Exercise passage:
Cytomegalovirus (CMV) is another concern in neonates. "I'm looking forward to hearing about some of the newer therapies available for congenital CMV," Dr. Aschner noted. "It's a terrible disease, and there's some evidence that it can be transmitted in breast milk. There's a lot of controversy about what to do, and there are no good therapies. We treat with ganciclovir, but it's not curative."

Changing Guidelines

Other talks will focus on recently updated guidelines. In July, the AAP changed its recommendation for immunoprophylaxis with palivizumab in infants and young children at high risk for respiratory syncytial virus (Pediatrics. 2014;134:415-420). THe guideline authors suggest that prophylaxis has little effect on hospitalizations and no effect on mortality. "The feeling of the infectious disease committee was that the data do not support treating as many kids as we treated before," said Dr. Cicco.

The Diagnostic and Statistical Manual of Mental Disorders, Fifth Edition (DSM-5) changed the diagnostic criteria for autism. "The feeling now is that the interventions that you have can be much more attuned to specific children, based on where they fall in that autism spectrum," Dr. Cicco explained. "It will help determine how much they will need communication and interactive therapy. This improved understanding will better guide pediatricians in terms of which services they should be providing."

Input data:
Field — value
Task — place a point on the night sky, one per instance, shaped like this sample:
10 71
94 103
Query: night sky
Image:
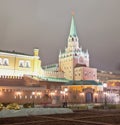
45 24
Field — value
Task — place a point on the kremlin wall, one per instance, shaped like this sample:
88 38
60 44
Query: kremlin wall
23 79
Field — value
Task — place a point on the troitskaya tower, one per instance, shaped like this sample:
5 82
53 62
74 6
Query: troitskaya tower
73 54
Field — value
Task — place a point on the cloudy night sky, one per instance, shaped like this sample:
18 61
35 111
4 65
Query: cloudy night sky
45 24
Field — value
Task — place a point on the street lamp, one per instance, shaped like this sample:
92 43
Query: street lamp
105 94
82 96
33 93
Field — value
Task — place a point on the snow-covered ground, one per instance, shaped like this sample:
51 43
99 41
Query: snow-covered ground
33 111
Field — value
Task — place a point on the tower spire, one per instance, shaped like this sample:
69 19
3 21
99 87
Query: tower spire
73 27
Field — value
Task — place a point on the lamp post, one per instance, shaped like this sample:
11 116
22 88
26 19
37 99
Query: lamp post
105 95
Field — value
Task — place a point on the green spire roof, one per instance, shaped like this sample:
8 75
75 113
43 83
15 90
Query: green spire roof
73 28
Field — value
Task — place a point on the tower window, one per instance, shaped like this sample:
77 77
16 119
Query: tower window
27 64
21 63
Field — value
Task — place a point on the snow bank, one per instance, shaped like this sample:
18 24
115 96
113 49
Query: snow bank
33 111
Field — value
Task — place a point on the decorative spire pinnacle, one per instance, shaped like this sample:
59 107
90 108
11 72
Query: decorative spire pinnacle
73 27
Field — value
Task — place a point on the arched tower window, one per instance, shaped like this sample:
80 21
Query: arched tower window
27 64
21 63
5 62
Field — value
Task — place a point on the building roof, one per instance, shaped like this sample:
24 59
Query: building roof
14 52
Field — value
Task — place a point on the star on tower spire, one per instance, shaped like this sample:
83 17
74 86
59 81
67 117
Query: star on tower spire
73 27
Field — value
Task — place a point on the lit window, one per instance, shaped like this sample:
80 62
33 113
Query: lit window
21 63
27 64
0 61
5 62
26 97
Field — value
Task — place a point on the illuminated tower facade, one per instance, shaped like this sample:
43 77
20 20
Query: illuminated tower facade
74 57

--

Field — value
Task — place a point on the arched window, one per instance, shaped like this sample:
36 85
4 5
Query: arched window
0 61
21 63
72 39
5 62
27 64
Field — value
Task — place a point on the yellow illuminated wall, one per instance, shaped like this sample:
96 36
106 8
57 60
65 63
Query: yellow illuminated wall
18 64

---

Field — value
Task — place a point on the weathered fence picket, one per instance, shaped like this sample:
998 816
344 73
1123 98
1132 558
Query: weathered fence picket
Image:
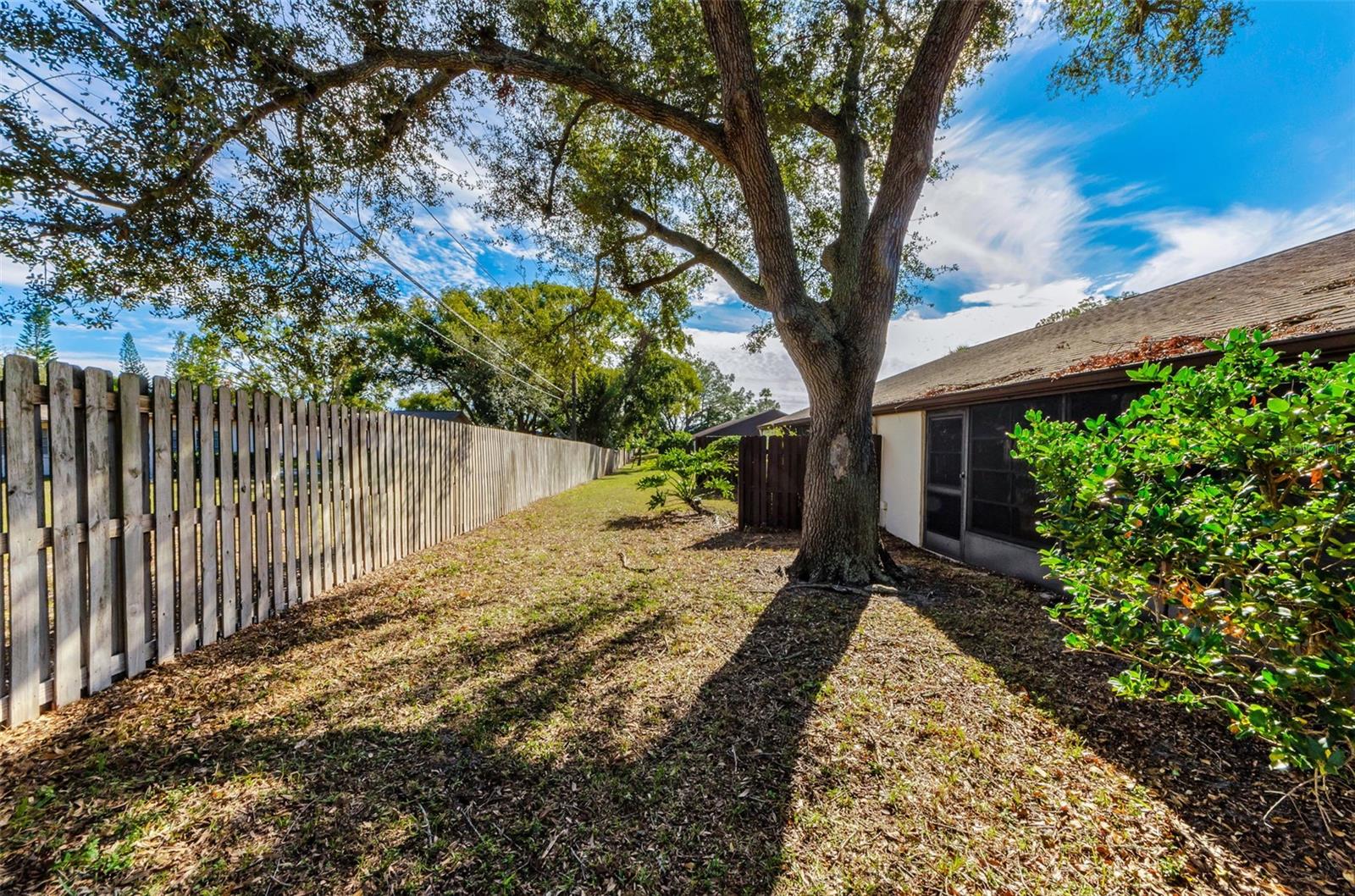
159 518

Assignment 1:
Copy the part of the pediatrics passage that begins at the words "Other talks will" and stops after the words "said Dr. Cicco.".
Assignment 2:
List each specific disease or disorder that the pediatrics passage discusses.
Assignment 3:
Continue the pediatrics passage on neonatal infections and updated guidelines from where it stops.

Expected answer 1:
Other talks will focus on recently updated guidelines. In July, the AAP changed its recommendation for immunoprophylaxis with palivizumab in infants and young children at high risk for respiratory syncytial virus (Pediatrics. 2014;134:415-420). THe guideline authors suggest that prophylaxis has little effect on hospitalizations and no effect on mortality. "The feeling of the infectious disease committee was that the data do not support treating as many kids as we treated before," said Dr. Cicco.

Expected answer 2:
cytomegalovirus (CMV), respiratory syncytial virus, autism

Expected answer 3:
In the field of neurologic development, there is increasing interest in the way stressful environments affect the developing brain. "There will be sessions on the effects of what we now call toxic stress on brain development in children," said Dr. Cicco.

Personalized medicine and genetics will be another hot topic, with several plenary lectures addressing gene therapy and pharmacogenomics, which looks at the genetic underpinnings of responses to medications. "There's a big move afoot to bring genetics into primary care, rather than just referring everything to geneticists," Dr. Cicco explained.

Other concerns include the testing of drugs in pediatric populations — something that hasn't been done traditionally but is gaining support. "Kids are not small adults. They have different metabolism, different immune systems. In pediatric oncology, pulmonary medicine, and other fields, you will find innovative research being presented," said Dr. Aschner.

Some $750 billion a year is spent on healthcare that has nothing to do with improving health outcomes. There is a role here for pediatricians to improve this.

There will also be a session on the Randomized Intervention for Children With Vesicoureteral Reflux (RIVUR) trial, which evaluated interventions in children with vesicoureteral reflux. The study suggests that antibiotic prophylaxis reduces urinary tract infections by about half, but there is no evidence of reduction in renal scarring. The results have left some doubting the value of voiding cystourethrography to diagnose because it is expensive, painful, and exposes patients to radiation.

Other topics will include a debate on whether marijuana can play a role in the treatment of seizure disorders. "The literature is conflicting, so we'll have people presenting pros and cons as to whether or not there's any use," said Dr. Cicco.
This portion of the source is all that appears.